Render the lines of the material as a JSON list of strings, one string per line and no blank lines. Start at the line containing "Target: brown floodwater." and end at the line containing "[[[268,320],[0,352],[0,590],[882,589],[562,425],[268,366]]]".

═════ DATA TO USE

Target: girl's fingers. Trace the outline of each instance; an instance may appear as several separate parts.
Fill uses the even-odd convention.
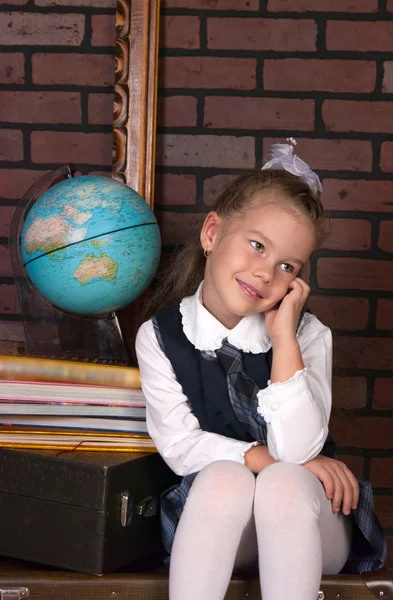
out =
[[[316,473],[314,473],[316,475]],[[325,488],[326,498],[331,500],[334,494],[334,480],[329,471],[326,469],[321,469],[317,475],[318,479],[322,482],[323,487]]]
[[[344,470],[345,473],[349,479],[349,482],[351,484],[352,487],[352,503],[351,503],[351,508],[353,510],[355,510],[355,508],[357,508],[358,502],[359,502],[359,483],[358,480],[356,479],[355,475],[352,473],[352,471],[350,469],[348,469],[348,467],[346,465],[344,465]]]
[[[332,509],[333,509],[333,512],[338,512],[340,510],[340,508],[341,508],[341,504],[342,504],[342,501],[343,501],[344,487],[343,487],[341,479],[337,475],[337,473],[332,474],[332,477],[333,477],[333,481],[334,481],[334,493],[333,493],[333,498],[332,498]]]
[[[339,469],[337,476],[340,479],[342,485],[342,511],[344,515],[349,515],[353,503],[353,487],[348,477],[348,474],[344,469]]]

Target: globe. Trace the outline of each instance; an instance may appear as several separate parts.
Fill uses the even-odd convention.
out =
[[[140,296],[160,246],[148,204],[104,176],[72,177],[47,190],[21,236],[31,283],[56,307],[86,316],[112,313]]]

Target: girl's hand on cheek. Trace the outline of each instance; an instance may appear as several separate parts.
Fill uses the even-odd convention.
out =
[[[281,303],[265,312],[266,331],[272,342],[294,338],[300,313],[310,293],[303,279],[296,277]]]

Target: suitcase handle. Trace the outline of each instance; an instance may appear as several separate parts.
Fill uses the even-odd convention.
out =
[[[30,595],[28,588],[0,588],[0,600],[21,600]]]

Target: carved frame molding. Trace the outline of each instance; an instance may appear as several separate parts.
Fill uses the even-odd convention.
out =
[[[160,0],[118,0],[112,177],[153,209]],[[148,292],[119,312],[133,363],[135,337]]]
[[[153,208],[160,0],[118,0],[112,176]]]

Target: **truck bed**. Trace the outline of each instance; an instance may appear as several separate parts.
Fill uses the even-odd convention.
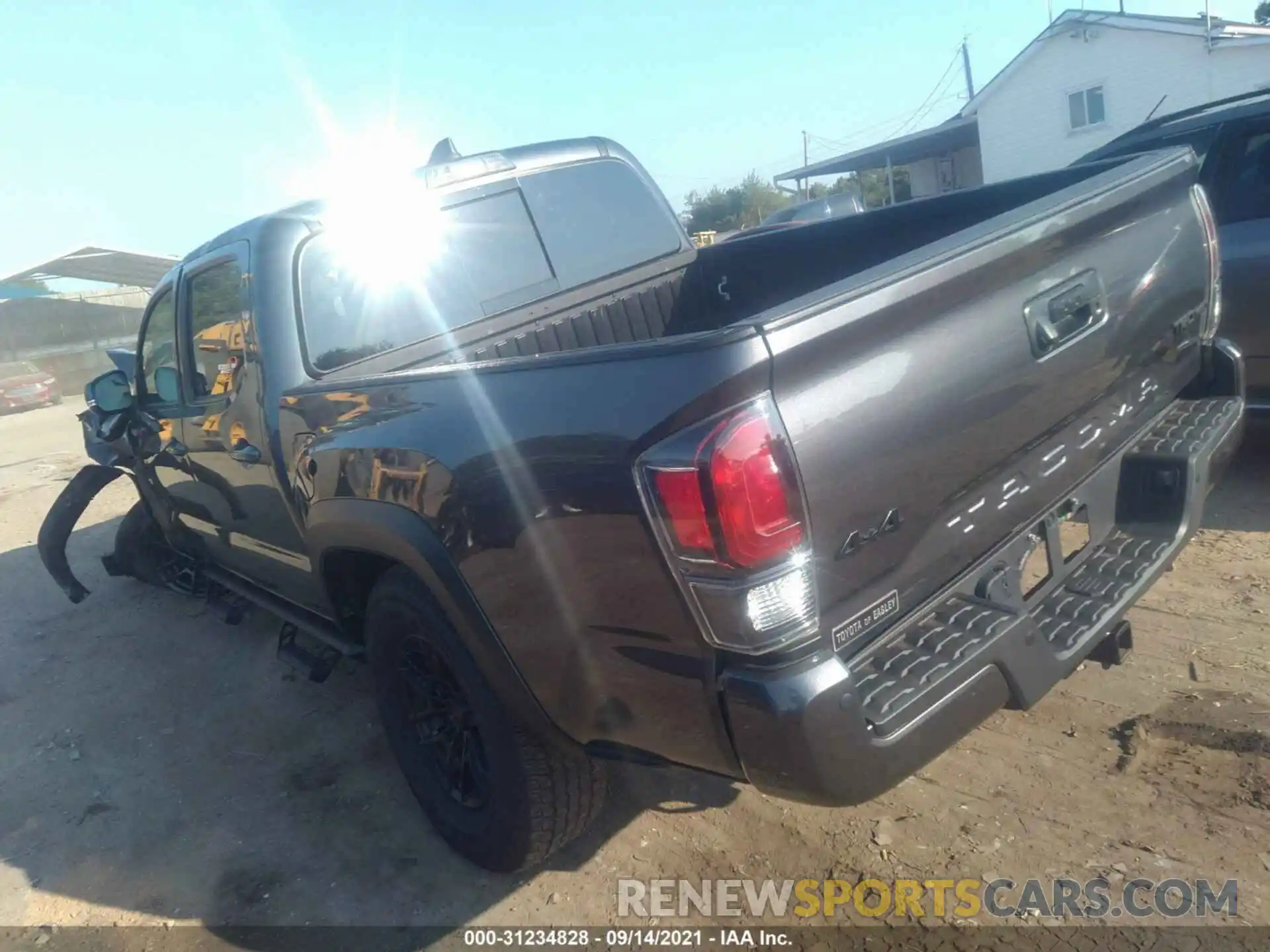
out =
[[[480,362],[639,343],[719,330],[777,311],[818,291],[837,291],[862,273],[966,228],[1008,216],[1099,176],[1124,160],[1058,169],[935,198],[906,202],[813,222],[796,228],[738,236],[674,255],[640,279],[607,282],[603,293],[573,294],[550,314],[530,306],[377,358],[367,369]],[[1008,225],[1008,222],[1001,222]],[[353,369],[353,368],[351,368]]]

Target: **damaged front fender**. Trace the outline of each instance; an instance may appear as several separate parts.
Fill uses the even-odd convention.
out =
[[[44,569],[66,597],[76,604],[84,600],[89,590],[71,572],[70,562],[66,561],[66,541],[94,496],[123,475],[124,470],[113,466],[85,466],[62,489],[39,527],[36,543],[39,561],[44,564]]]

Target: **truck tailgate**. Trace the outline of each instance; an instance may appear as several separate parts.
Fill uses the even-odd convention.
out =
[[[1053,512],[1195,376],[1195,174],[1189,150],[1133,160],[763,325],[837,649]]]

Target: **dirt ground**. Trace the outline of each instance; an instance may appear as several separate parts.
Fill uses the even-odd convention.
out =
[[[75,409],[0,418],[0,924],[605,924],[620,876],[1096,873],[1237,878],[1233,922],[1270,924],[1260,434],[1133,611],[1129,664],[1087,664],[862,807],[618,769],[598,829],[550,868],[509,877],[432,833],[364,669],[297,680],[274,659],[267,616],[229,627],[105,576],[98,556],[133,501],[127,481],[74,534],[93,595],[66,600],[34,542],[83,461]]]

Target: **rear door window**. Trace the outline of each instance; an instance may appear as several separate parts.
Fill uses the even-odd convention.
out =
[[[634,268],[679,249],[671,209],[626,162],[550,169],[521,180],[561,288]]]
[[[442,251],[392,286],[367,284],[324,235],[300,256],[300,308],[318,371],[471,324],[559,287],[519,189],[450,206]]]

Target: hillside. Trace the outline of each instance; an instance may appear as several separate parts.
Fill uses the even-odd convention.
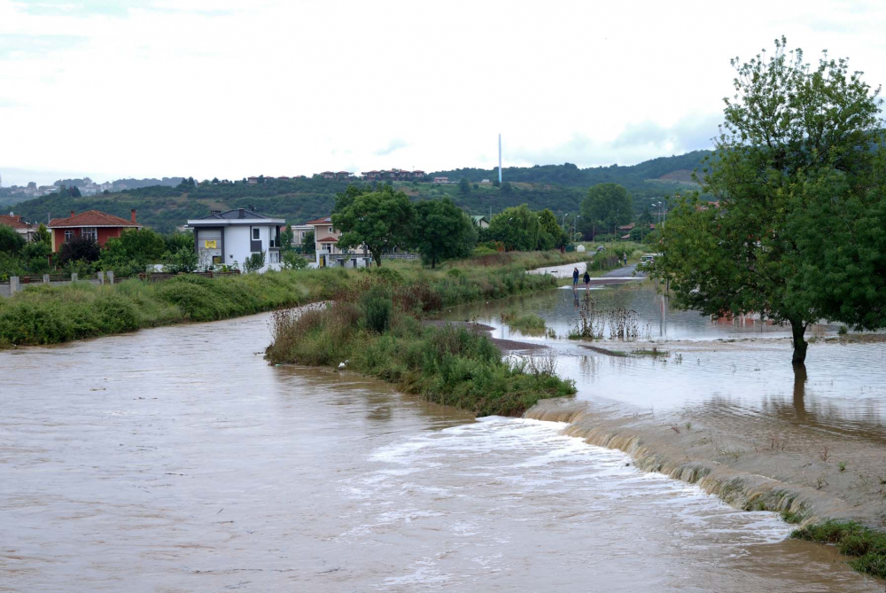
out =
[[[704,152],[689,152],[676,157],[663,157],[632,167],[601,167],[579,169],[575,165],[544,165],[529,168],[506,168],[501,187],[480,183],[483,179],[497,178],[495,171],[466,168],[438,171],[433,176],[447,176],[456,181],[466,177],[471,182],[467,194],[457,183],[433,185],[428,183],[395,183],[415,199],[450,196],[461,207],[471,214],[494,214],[509,206],[526,203],[533,209],[548,207],[557,215],[576,213],[587,189],[601,183],[625,185],[634,198],[635,210],[642,212],[654,198],[673,193],[690,181],[688,171],[694,169]],[[364,182],[351,182],[361,184]],[[335,194],[348,182],[320,178],[272,179],[263,183],[201,184],[183,191],[174,187],[153,185],[124,191],[71,198],[57,193],[0,207],[0,212],[14,209],[26,220],[41,222],[50,217],[67,215],[71,210],[97,209],[124,218],[129,210],[137,211],[138,221],[161,232],[173,230],[188,218],[209,214],[210,210],[251,207],[268,215],[285,218],[292,223],[302,222],[328,215]]]

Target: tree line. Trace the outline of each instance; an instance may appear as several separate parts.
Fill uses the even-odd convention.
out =
[[[699,176],[717,203],[674,199],[652,271],[680,307],[789,325],[797,366],[820,320],[886,326],[879,88],[847,59],[803,56],[782,37],[768,59],[733,60],[734,98]]]

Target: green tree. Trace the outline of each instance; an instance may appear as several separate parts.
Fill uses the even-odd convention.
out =
[[[40,226],[37,227],[36,231],[34,233],[34,240],[38,243],[45,243],[49,246],[52,245],[52,234],[43,222],[40,223]]]
[[[581,224],[591,240],[598,233],[612,233],[615,227],[633,218],[631,194],[618,183],[597,183],[581,201]]]
[[[308,230],[305,233],[305,238],[301,239],[301,253],[306,255],[314,255],[317,250],[316,239],[314,231]]]
[[[332,214],[337,215],[346,210],[354,203],[357,196],[368,193],[369,189],[362,185],[348,185],[344,191],[339,191],[335,195],[335,206],[332,207]]]
[[[560,247],[566,242],[566,237],[563,232],[563,229],[560,228],[560,223],[556,220],[556,216],[554,213],[550,211],[549,208],[545,208],[544,210],[538,213],[539,214],[539,224],[541,227],[541,232],[540,237],[547,236],[550,238],[549,239],[545,239],[550,243],[550,246],[548,249],[553,247]],[[541,239],[540,238],[540,245],[536,248],[541,249],[540,245]]]
[[[539,215],[525,204],[505,208],[489,222],[489,238],[508,251],[532,251],[539,240]]]
[[[255,254],[251,254],[243,261],[243,269],[247,274],[252,274],[257,272],[265,267],[265,252],[260,251]]]
[[[42,274],[50,271],[50,255],[52,247],[44,241],[31,241],[21,248],[21,260],[25,268],[32,274]]]
[[[193,246],[167,251],[163,256],[163,271],[168,274],[193,272],[199,265],[199,258]]]
[[[878,91],[827,54],[812,68],[782,37],[768,59],[732,61],[735,96],[702,170],[660,230],[654,276],[676,304],[789,324],[792,363],[820,319],[886,324],[886,156]]]
[[[194,250],[193,236],[188,248]],[[98,269],[122,277],[144,272],[149,263],[160,263],[167,251],[163,237],[150,229],[124,230],[109,238],[101,249]]]
[[[416,245],[422,261],[431,269],[439,261],[470,254],[477,245],[477,230],[451,199],[419,202],[416,212]]]
[[[377,191],[355,197],[343,212],[332,215],[332,224],[343,233],[340,248],[366,245],[376,265],[381,266],[385,250],[411,244],[416,208],[405,193],[383,185]]]
[[[12,227],[0,224],[0,252],[15,255],[25,246],[25,238]]]

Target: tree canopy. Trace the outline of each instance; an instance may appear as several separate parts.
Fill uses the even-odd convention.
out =
[[[467,257],[477,243],[474,223],[449,198],[416,206],[416,245],[433,269],[444,260]]]
[[[412,243],[415,221],[416,208],[409,197],[390,185],[354,197],[346,207],[332,215],[332,224],[342,231],[338,246],[346,250],[366,245],[377,266],[382,265],[385,250]]]
[[[676,304],[703,314],[759,313],[787,323],[803,364],[806,327],[886,325],[886,152],[879,89],[846,59],[817,67],[782,37],[768,59],[732,61],[703,190],[678,197],[653,275]]]
[[[614,234],[617,226],[632,220],[631,194],[618,183],[597,183],[581,201],[581,226],[592,240],[601,232]]]
[[[505,208],[489,222],[489,237],[508,251],[532,251],[541,226],[539,215],[525,204]]]

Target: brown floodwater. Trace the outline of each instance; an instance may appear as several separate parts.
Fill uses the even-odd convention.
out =
[[[268,320],[0,352],[0,590],[882,589],[562,425],[268,366]]]
[[[632,410],[670,411],[682,416],[744,416],[777,418],[886,444],[886,341],[859,343],[837,339],[836,325],[807,331],[805,375],[790,364],[789,330],[760,324],[717,323],[696,311],[678,311],[641,280],[589,291],[600,311],[634,313],[639,335],[610,335],[582,342],[567,339],[579,321],[585,291],[548,291],[447,312],[452,319],[473,318],[494,327],[496,338],[543,343],[558,355],[558,371],[576,379],[579,399],[612,402]],[[556,337],[524,335],[502,323],[504,311],[534,313]],[[665,355],[613,356],[653,347]]]

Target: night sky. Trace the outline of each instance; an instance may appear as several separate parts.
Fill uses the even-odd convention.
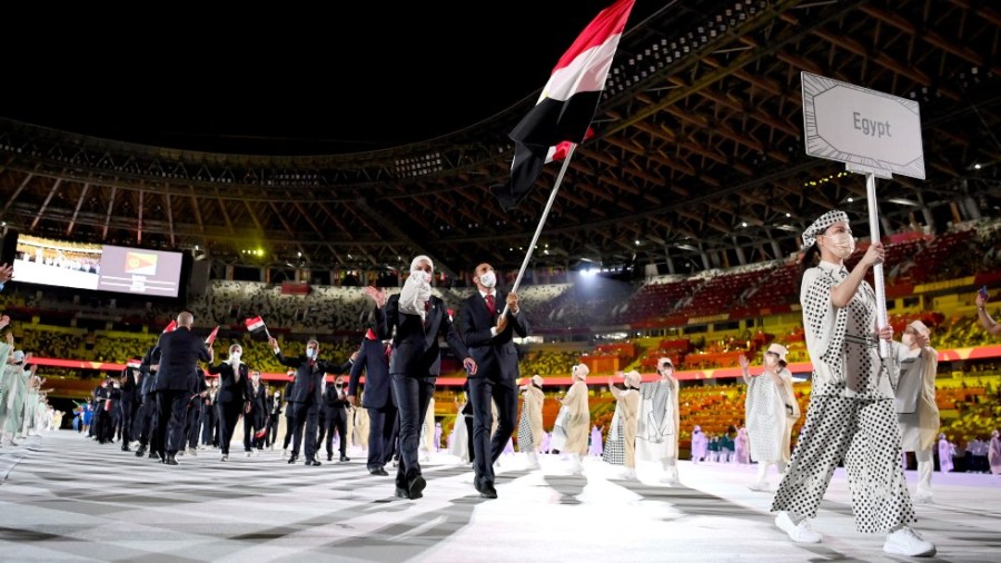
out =
[[[12,41],[49,34],[51,53],[4,57],[0,116],[220,152],[398,146],[534,100],[563,51],[611,3],[351,2],[279,14],[170,13],[155,27],[93,18],[21,29]],[[664,3],[638,0],[626,29]]]

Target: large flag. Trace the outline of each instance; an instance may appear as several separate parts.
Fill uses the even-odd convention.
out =
[[[260,316],[248,318],[247,320],[244,320],[244,324],[247,325],[247,330],[250,330],[250,334],[265,334],[267,336],[271,336],[270,333],[268,333],[268,327],[265,326],[264,319],[261,319]]]
[[[617,0],[584,28],[556,63],[535,107],[511,131],[515,141],[511,178],[490,187],[505,211],[528,196],[551,147],[584,140],[634,1]]]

══════════

RESULT FOR THIS TASK:
[
  "Target: brown floodwater. Trace the outline of each instance; an instance may appear as several separate parts.",
  "Fill uses the even-odd convention.",
  "out =",
  "[[[268,320],[0,352],[0,590],[882,589],[562,425],[268,366]]]"
]